Au cours des dernières décennies, on n’a pas cessé d’observer une restructuration de la protection sociale concernant les populations les plus exclues socialement. Ainsi, dans les années 1990, au Canada, d’importantes réformes néolibérales ont modifié à la fois les conditions d’accès et les montants des prestations d’aide sociale et d’assurance-chômage, par exemple (Groulx, 2009). Si, comme l’explique Merrien (2007), cette tendance est internationale, ce sont deux modèles réformistes qui se sont d’abord opposés : libéral répressif (Grande-Bretagne, États-Unis) et social universaliste et bismarckien (Europe du Nord). En Europe et en Amérique du Nord, la logique de protection sociale des systèmes d’États-providence semble en effet remise en cause par un certain nombre de réformes qui visent notamment à s’assurer de ne pas constituer d’« obstacles » à l’insertion sur le marché du travail. Malgré des oppositions toujours marquées entre les régimes, les réformes plus récentes continuent indéniablement de « [puiser] dans la boîte à idées néolibérale » (Merrien, 2007, p. 100).
Dans le cas de l’aide sociale au Québec, par exemple, le législateur a, dès l’adoption de la Loi d’aide sociale, L.Q. 1969, c. 63, intégré divers mécanismes de contrôle des prestataires. Ces derniers ont, dès l’origine, mis en tension la notion de droit à l’assistance sociale avec la nécessité pour le prestataire d’investir le marché de l’emploi. On observe en fait plusieurs étapes dans la mise en oeuvre des mécanismes de contrôle des prestataires de l’aide sociale : le classement selon leurs aptitudes ou inaptitudes au travail, l’instauration d’une forme de contrepartie (la formation, les démarches d’insertion professionnelle), la responsabilisation des prestataires d’aide sociale quant à leur employabilité ainsi que la multiplication des mesures administratives et des processus de surveillance. Si ces mesures ont, pour le législateur, vocation à favoriser l’insertion professionnelle, elles contribuent, pour le prestataire, à créer des barrières à l’accès à ce système d’assistance et à son maintien dans la durée (Dufour, Boismenu et Noël, 2003 ; McAll et al., 1995). Depuis 2005, les transformations de l’aide sociale s’inscrivent plus clairement dans un tournant que l’on peut qualifier de punitif (par ex. Fassin, 2017 ; Wacquant, 2009 ; Chan et Mirchandani, 2007) et l’on peut se demander si certaines mesures ne pénalisent pas particulièrement certains, comme les femmes, les jeunes ou les personnes issues de l’immigration, ainsi que certaines stratégies de survie des prestataires de l’aide sociale (p. ex., la colocation). Dans le même sens, la dernière réforme de l’aide sociale datant de 2016 visait à mettre en place le programme Objectif Emploi, programme qui oblige les premiers demandeurs de l’aide sociale à participer à un plan d’intégration à l’emploi, sous peine de pénalités administratives (suspension, réductions, etc.).

+--

(Votre consigne) Prolongez, s'il vous plaît, le texte sur la protection sociale à partir de sa dernière phrase. Ces données ont une autre provenance que le texte sur la protection sociale.

(Données de localisation de points)
+--

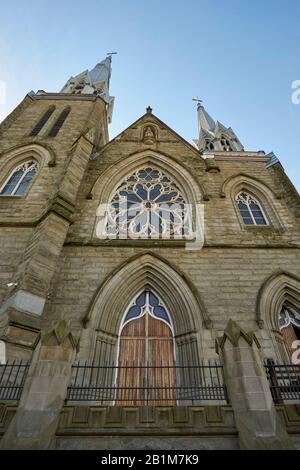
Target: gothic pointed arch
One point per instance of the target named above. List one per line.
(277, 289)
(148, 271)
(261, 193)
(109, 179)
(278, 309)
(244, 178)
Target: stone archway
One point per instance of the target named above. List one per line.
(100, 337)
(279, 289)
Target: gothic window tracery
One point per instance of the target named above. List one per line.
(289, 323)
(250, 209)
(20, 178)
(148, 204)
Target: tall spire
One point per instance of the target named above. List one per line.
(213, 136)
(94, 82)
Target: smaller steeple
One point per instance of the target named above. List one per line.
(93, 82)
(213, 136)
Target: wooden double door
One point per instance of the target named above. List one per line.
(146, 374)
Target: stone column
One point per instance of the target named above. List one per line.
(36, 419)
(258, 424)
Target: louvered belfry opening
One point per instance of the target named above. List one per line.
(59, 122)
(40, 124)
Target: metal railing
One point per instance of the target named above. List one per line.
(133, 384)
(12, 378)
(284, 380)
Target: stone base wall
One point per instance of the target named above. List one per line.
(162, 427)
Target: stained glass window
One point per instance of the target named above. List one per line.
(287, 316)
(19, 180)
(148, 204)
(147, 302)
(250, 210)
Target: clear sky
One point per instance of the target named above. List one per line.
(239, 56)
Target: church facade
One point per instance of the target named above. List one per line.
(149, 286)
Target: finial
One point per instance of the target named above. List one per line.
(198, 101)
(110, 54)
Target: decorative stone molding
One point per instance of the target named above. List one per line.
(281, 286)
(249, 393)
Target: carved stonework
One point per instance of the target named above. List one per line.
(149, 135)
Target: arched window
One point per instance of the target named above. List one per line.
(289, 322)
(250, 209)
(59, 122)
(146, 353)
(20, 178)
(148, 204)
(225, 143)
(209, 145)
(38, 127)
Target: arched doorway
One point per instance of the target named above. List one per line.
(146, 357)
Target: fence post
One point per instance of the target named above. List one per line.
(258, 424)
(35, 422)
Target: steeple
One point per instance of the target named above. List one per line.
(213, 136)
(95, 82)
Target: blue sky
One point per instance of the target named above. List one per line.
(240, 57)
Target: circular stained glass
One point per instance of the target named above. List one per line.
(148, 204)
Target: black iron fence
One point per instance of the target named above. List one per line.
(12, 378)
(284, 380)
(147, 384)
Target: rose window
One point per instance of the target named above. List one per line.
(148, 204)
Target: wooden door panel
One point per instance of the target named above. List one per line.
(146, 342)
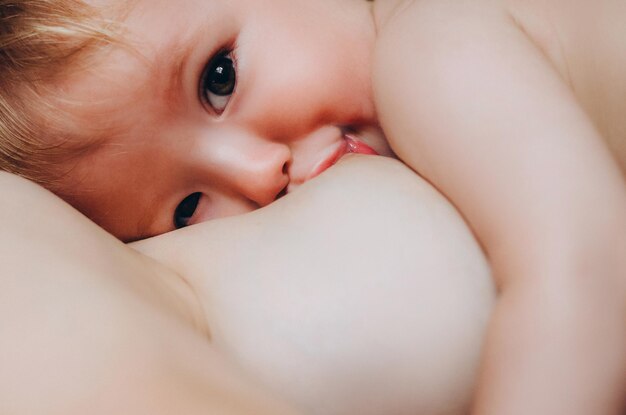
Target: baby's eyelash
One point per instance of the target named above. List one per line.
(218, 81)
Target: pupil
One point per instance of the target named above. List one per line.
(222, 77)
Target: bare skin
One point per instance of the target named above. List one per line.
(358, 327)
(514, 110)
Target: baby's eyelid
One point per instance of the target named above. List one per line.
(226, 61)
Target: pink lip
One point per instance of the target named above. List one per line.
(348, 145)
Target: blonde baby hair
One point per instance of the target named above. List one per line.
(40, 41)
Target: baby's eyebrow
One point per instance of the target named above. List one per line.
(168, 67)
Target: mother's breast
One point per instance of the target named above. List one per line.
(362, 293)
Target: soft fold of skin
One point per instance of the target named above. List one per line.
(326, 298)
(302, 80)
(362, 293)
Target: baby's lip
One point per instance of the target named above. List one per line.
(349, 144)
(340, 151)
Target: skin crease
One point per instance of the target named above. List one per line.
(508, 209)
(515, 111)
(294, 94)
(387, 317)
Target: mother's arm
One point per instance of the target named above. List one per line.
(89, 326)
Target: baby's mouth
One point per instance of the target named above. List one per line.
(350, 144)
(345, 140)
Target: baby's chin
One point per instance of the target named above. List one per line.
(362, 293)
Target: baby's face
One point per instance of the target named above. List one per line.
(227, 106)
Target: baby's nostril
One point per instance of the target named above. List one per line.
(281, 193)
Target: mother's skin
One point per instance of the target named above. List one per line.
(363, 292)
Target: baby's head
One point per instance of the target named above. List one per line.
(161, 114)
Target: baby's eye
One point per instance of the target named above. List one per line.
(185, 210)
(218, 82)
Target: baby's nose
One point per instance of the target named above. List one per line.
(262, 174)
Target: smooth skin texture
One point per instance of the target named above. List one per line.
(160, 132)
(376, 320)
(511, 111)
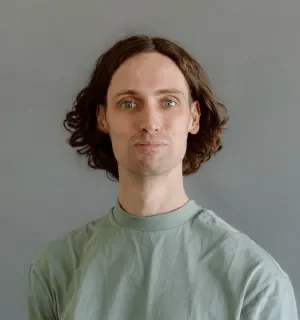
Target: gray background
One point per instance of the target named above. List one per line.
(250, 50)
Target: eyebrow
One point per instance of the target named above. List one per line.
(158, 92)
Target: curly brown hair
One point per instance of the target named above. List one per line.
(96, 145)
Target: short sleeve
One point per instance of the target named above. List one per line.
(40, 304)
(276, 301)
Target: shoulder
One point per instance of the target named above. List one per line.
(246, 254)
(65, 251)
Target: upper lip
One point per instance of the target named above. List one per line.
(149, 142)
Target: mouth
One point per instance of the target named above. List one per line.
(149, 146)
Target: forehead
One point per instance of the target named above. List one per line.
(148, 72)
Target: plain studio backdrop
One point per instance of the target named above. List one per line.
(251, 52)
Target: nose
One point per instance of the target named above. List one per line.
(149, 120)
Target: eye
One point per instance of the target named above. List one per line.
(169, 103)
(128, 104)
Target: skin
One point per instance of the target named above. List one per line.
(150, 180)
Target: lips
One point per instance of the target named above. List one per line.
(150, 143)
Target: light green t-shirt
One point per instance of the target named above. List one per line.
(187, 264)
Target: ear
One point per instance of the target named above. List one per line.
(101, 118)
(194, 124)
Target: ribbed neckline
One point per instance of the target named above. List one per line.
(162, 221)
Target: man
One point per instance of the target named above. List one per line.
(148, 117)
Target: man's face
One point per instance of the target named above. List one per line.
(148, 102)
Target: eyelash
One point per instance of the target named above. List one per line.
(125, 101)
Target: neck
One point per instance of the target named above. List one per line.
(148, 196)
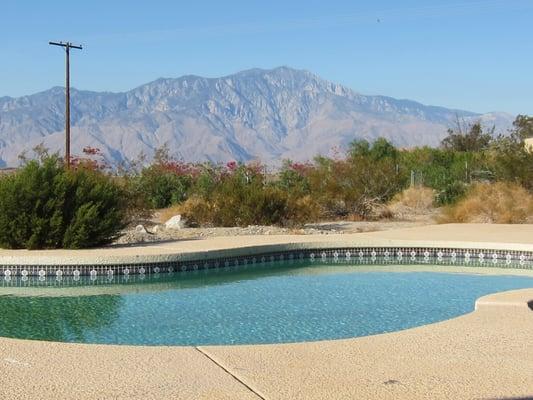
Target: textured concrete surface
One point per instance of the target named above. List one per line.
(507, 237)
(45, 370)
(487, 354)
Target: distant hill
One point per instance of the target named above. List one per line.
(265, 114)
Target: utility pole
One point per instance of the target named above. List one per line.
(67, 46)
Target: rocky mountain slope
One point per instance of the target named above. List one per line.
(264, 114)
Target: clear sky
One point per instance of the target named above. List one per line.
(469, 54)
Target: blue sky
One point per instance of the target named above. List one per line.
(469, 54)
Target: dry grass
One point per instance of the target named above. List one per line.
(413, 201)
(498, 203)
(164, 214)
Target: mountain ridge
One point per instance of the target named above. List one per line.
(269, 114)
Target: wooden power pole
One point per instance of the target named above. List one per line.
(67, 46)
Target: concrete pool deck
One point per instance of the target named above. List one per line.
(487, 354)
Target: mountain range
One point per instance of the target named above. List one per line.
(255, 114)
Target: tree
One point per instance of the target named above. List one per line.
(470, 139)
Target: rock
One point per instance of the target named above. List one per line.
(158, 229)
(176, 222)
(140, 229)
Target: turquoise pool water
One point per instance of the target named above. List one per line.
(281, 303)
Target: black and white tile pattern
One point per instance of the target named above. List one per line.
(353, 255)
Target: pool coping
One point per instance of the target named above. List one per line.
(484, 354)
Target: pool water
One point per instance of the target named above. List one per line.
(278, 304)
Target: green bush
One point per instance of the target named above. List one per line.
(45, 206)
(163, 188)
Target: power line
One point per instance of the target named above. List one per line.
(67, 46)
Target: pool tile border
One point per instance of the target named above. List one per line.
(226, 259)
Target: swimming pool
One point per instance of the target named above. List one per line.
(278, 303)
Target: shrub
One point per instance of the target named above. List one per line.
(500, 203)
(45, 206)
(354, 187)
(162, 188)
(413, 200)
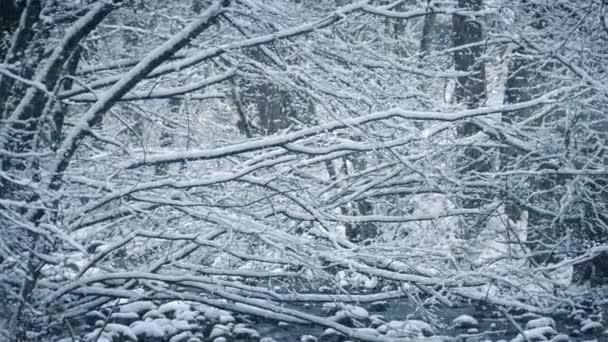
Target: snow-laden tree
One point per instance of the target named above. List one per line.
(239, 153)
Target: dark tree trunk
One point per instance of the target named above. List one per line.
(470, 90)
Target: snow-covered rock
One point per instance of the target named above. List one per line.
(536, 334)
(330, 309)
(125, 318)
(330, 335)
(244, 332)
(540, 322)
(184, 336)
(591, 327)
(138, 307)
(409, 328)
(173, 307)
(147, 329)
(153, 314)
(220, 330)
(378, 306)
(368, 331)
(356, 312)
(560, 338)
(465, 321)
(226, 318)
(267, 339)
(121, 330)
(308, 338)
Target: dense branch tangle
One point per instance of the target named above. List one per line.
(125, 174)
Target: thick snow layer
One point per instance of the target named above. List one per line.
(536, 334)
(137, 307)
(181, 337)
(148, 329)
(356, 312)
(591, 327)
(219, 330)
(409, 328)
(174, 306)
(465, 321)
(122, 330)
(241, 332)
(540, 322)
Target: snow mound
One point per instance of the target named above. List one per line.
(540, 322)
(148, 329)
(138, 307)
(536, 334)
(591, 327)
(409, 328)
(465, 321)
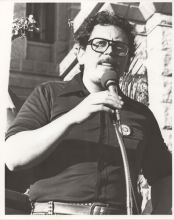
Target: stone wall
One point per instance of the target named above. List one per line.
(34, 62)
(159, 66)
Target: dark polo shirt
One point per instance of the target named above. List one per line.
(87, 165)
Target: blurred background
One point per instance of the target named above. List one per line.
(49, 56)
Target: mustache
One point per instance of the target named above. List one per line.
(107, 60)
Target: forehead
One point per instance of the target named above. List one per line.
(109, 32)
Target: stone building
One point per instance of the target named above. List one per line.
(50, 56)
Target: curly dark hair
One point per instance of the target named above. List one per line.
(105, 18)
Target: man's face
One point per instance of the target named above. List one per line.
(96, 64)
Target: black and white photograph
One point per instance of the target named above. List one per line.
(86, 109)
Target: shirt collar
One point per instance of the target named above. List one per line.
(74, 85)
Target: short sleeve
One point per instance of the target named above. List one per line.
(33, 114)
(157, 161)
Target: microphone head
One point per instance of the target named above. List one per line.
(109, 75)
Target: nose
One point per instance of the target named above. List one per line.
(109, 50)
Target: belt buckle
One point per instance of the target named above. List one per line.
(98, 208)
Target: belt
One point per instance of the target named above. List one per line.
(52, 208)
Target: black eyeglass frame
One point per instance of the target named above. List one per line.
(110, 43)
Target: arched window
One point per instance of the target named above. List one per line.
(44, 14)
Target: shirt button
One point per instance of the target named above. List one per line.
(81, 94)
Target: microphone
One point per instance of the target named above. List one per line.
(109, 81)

+--

(Votre réponse)
Cette tendance à la remise en cause des fonctions de protection des régimes d’États-providence – et, par là même, d’aide de dernier recours – ne touche pas uniquement l’aide sociale, mais aussi l’assurance-chômage, les allocations familiales ou la couverture santé au Québec, au Canada et dans d’autres pays en Amérique du Nord ou en Europe. Face au chômage de masse des années 1980, les différents régimes ont tous, tour à tour, été ébranlés dans leur capacité à protéger les citoyennes et citoyens contre les grands risques sociaux. Si chaque régime de protection sociale garde en théorie sa logique propre, tous sont aujourd’hui perturbés tant pour ce qui est de leur fonction redistributive que dans leur production de solidarité. Face aux différentes pressions dont sont l’objet les États-providence, deux voies idéologiques s’opposent toujours. Les régimes libéraux optent pour des réformes instituant « la privatisation, la dérégulation, la réduction des droits sociaux et la limitation des pouvoirs de l’État-Providence » (Merrien, 2007, p. 100). Les régimes s’inscrivant dans une perspective davantage ancrée dans la solidarité sociale ont plutôt tendance à rechercher des ajustements financiers en termes d’économie de gestion (attrition des effectifs, baisse des dépenses de fonctionnement). Quoiqu’il en soit, on assiste à ce que certains auteurs analysent sous l’angle de la « fiscalisation du social » : privilégier l’octroi de crédits d’impôts plutôt que bonifier les prestations (Godbout 2006 ; Provencher et Godbout 2020 ; Merrien, 2007).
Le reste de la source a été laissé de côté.